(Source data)
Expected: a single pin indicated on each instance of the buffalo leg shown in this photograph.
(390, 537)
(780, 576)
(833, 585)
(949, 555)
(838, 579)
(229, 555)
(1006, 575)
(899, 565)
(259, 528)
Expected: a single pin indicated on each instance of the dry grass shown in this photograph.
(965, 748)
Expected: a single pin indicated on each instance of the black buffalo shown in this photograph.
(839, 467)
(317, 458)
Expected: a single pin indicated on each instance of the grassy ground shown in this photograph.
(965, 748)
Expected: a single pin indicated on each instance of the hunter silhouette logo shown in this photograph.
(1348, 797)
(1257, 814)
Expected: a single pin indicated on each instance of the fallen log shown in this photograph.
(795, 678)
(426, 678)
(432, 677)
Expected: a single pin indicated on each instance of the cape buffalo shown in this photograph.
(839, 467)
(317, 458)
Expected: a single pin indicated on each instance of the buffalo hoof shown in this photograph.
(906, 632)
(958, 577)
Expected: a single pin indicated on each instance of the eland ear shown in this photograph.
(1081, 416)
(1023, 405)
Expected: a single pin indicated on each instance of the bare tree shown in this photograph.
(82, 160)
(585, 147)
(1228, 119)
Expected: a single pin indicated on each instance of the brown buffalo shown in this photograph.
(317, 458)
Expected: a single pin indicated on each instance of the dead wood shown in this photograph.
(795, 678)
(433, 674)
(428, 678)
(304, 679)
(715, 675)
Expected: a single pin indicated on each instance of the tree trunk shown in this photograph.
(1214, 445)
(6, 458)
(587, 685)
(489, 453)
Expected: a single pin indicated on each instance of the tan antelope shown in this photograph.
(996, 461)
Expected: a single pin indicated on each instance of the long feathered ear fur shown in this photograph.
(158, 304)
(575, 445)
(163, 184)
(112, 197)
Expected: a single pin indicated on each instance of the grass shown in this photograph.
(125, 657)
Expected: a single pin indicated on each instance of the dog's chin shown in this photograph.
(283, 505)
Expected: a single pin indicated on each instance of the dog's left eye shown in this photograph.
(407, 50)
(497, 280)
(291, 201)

**INSTRUCTIONS TO FOLLOW**
Print out all the entries precisely as written.

**TASK SOLUTION**
Expected: a single pin indicated on each instance of the buffalo leg shown in this photograph.
(390, 537)
(780, 576)
(833, 585)
(949, 555)
(838, 579)
(229, 555)
(1006, 575)
(899, 565)
(259, 528)
Expected: a single pin indicated on each instance of the dry grass shown in this photograph.
(965, 748)
Expected: a single pin indicated on each instance of the black buffalo shown in this photograph.
(839, 467)
(317, 458)
Expected: a single pin indicated on each instance of the grassy ground shown in this photograph.
(965, 748)
Expected: a single pin indicated on each instance of the hunter silhouette logo shown in this photograph.
(1348, 797)
(1257, 814)
Expected: a single pin indicated on each instance of the fallen log shown in this photograph.
(795, 678)
(426, 678)
(432, 677)
Expected: a single pin indicated on each instance of the cape buffalo shown in this photograph.
(839, 467)
(317, 458)
Expected: a single pin indicated on each instance of the buffalo hoof shown in this photograph.
(906, 632)
(958, 577)
Expected: a single pin indicated on each instance of the eland ear shown in this photograph.
(1081, 416)
(1023, 405)
Expected: a single pin indicated on each instance of the bare tree shown in this photograph.
(82, 160)
(585, 147)
(1228, 119)
Expected: a single pin indicated on each instance of the brown buffalo shown in this photograph.
(317, 458)
Expected: a single pin indicated on each instance of the dead wood shown in this photograph.
(795, 678)
(433, 674)
(428, 678)
(304, 679)
(715, 675)
Expected: a single pin indicated on each instance of the tree trunk shown in this photograph.
(1214, 445)
(6, 458)
(587, 685)
(489, 453)
Expected: a single pin indicated on each instance of the tan antelope shown in this photograph.
(996, 461)
Expected: a single pin indicated on each instance of the long feathered ear fur shown in this photograph.
(158, 304)
(575, 445)
(163, 184)
(112, 197)
Expected: a single pin indicated on each instance of the grass shown in this photograph.
(125, 657)
Expected: a single pin indicated on each instance of the dog's chin shown in this photograph.
(283, 505)
Expected: a single pin indicated on each instance of the dog's left eye shown in this photograph.
(407, 50)
(497, 280)
(291, 201)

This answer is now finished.